● **TO DO**
1) Duplicate the part of the passage on the NBA's 2020-21 schedule that begins at the words "According to ESPN's" and stops after the words "such a scenario.".
2) Answer these questions from the passage on the NBA's 2020-21 schedule:
(a) Of which team is Travis Schlenk the general manager?
(b) How many games does the NBA still want teams to play in a condensed season?
(c) On what date would training camps begin if the season opens on Dec. 1?

At least one NBA executive is under the impression that teams will be on a much tighter schedule during the 2020-21 season.
According to ESPN's Tim Bontemps, Atlanta Hawks general manager Travis Schlenk said Tuesday the "NBA has indicated to the league's GMs that next year's schedule could be condensed in order to try to keep the league as close to its usual timeline as possible."
Mark Medina of USA Today reported Schlenk stated the NBA still wants teams to play an 82-game slate under such a scenario.
Per Bontemps, Schlenk pointed to more back-to-back games and sets of four games in five nights as ways the league could potentially play more games in a shorter period of time than usual.
The 2019-20 season has been suspended since March due to the coronavirus pandemic, but a plan is in place for the season to resume in July. The 2020 NBA Finals are expected to end in October, which is normally when the next season would begin.
Since the 2019-20 season is set to go much later than usual, opening night for the 2020-21 campaign is tentatively scheduled for Dec. 1.
While Dec. 1 may be the ideal target date for the NBA, it is far from set in stone. Shams Charania of The Athletic and Stadium reported last week that the National Basketball Players Association told players the Dec. 1 start date is "unlikely" and will be negotiated.
Teams that go deep in the playoffs would have an extremely short offseason if the 2020-21 campaign begins on Dec. 1, and they wouldn't have much time to prepare since training camps would begin on Nov. 10 under that plan.

● **RECORD SET**
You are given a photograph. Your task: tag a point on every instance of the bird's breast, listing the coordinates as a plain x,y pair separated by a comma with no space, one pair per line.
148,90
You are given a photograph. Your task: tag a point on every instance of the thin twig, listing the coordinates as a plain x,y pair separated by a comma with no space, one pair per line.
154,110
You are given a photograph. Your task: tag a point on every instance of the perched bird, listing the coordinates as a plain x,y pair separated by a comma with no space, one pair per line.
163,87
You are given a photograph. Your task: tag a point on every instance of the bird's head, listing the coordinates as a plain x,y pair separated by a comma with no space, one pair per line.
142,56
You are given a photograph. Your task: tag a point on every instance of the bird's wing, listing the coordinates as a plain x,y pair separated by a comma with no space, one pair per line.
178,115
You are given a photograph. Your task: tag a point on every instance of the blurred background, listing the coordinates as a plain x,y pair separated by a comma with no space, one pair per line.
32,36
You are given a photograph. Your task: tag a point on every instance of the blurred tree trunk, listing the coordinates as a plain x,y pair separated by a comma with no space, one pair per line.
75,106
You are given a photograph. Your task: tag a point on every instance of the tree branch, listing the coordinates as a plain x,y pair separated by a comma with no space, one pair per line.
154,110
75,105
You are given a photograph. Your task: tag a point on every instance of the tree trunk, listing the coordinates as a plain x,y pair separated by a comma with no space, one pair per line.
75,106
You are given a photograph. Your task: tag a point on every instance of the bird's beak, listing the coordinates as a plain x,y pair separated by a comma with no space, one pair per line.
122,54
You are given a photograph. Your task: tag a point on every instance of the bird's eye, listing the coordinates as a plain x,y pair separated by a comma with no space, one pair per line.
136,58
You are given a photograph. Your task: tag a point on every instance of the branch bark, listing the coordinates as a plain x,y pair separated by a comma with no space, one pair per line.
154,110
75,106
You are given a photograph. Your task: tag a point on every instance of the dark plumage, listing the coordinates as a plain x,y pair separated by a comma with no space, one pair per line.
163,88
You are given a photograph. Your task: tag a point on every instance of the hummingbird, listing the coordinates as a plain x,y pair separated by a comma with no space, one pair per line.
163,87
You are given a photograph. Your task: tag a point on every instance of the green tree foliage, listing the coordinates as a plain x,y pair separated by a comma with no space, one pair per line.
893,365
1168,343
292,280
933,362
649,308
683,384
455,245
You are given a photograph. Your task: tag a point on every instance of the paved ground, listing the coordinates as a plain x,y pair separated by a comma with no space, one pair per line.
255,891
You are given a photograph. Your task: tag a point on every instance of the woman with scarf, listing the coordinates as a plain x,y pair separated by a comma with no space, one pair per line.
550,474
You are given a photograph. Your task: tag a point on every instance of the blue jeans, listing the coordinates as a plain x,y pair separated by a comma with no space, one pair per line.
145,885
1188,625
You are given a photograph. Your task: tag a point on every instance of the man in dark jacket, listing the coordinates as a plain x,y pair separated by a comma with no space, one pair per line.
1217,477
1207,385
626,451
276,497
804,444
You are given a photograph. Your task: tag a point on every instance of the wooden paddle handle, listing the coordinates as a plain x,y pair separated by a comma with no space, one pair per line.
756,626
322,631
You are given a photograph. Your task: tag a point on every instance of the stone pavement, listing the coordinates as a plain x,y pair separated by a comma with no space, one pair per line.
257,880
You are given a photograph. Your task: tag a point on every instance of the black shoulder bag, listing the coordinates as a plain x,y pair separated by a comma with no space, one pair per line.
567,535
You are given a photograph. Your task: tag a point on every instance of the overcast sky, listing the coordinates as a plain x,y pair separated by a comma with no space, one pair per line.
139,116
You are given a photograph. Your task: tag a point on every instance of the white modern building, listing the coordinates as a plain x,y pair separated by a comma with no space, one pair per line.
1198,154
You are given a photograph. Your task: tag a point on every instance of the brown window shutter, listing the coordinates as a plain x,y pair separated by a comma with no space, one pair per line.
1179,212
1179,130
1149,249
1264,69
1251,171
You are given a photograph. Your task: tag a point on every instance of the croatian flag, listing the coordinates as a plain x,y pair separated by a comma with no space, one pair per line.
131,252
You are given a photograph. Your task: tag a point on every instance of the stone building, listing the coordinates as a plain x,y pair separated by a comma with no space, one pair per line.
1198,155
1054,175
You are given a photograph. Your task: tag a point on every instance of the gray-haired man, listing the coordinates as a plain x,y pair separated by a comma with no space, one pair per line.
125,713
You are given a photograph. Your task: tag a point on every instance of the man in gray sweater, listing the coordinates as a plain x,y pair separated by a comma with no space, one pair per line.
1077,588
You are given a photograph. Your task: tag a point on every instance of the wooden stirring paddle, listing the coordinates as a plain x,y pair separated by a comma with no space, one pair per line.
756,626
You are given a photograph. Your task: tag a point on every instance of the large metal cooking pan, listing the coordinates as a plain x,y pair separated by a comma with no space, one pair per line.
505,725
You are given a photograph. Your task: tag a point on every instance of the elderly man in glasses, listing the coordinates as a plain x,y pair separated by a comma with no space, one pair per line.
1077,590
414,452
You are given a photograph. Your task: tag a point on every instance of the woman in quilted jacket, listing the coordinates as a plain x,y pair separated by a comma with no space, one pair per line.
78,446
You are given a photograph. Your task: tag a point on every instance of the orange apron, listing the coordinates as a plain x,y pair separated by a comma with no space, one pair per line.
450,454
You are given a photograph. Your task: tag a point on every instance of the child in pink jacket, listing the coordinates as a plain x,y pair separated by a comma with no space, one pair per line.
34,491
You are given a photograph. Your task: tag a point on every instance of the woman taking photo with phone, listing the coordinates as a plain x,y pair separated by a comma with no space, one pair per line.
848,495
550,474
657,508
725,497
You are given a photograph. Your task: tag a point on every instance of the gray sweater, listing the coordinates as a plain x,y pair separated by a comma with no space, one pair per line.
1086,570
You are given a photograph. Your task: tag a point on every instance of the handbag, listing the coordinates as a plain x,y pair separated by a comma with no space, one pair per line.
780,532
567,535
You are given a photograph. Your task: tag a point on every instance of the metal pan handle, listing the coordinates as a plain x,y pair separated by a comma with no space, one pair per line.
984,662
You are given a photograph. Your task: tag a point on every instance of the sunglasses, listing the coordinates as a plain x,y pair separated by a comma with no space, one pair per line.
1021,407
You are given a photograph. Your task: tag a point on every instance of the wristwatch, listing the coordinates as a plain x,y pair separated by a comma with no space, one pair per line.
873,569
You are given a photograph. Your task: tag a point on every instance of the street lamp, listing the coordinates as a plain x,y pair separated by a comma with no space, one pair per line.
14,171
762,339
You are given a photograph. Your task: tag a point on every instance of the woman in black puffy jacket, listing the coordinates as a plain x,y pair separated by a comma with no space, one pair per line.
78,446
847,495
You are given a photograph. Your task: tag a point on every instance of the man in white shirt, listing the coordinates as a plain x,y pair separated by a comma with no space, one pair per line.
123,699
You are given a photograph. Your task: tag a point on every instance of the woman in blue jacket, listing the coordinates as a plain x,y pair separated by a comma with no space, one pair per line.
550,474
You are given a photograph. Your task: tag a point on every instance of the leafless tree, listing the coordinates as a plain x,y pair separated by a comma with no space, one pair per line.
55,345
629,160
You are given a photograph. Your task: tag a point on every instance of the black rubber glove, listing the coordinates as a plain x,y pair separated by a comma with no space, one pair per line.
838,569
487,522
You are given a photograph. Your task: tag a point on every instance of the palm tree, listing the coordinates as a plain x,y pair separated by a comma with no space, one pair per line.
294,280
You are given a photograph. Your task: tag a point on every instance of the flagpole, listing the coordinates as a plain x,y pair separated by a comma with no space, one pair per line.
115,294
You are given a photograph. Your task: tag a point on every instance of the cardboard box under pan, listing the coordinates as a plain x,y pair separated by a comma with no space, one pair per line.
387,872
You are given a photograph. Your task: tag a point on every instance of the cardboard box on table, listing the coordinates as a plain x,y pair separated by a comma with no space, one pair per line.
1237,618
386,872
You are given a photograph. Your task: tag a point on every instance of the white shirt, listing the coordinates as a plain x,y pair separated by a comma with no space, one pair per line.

● **RESPONSES TO THE EXERCISE**
1)
According to ESPN's Tim Bontemps, Atlanta Hawks general manager Travis Schlenk said Tuesday the "NBA has indicated to the league's GMs that next year's schedule could be condensed in order to try to keep the league as close to its usual timeline as possible."
Mark Medina of USA Today reported Schlenk stated the NBA still wants teams to play an 82-game slate under such a scenario.

2)
(a) The Atlanta Hawks.
(b) 82 games.
(c) Nov. 10.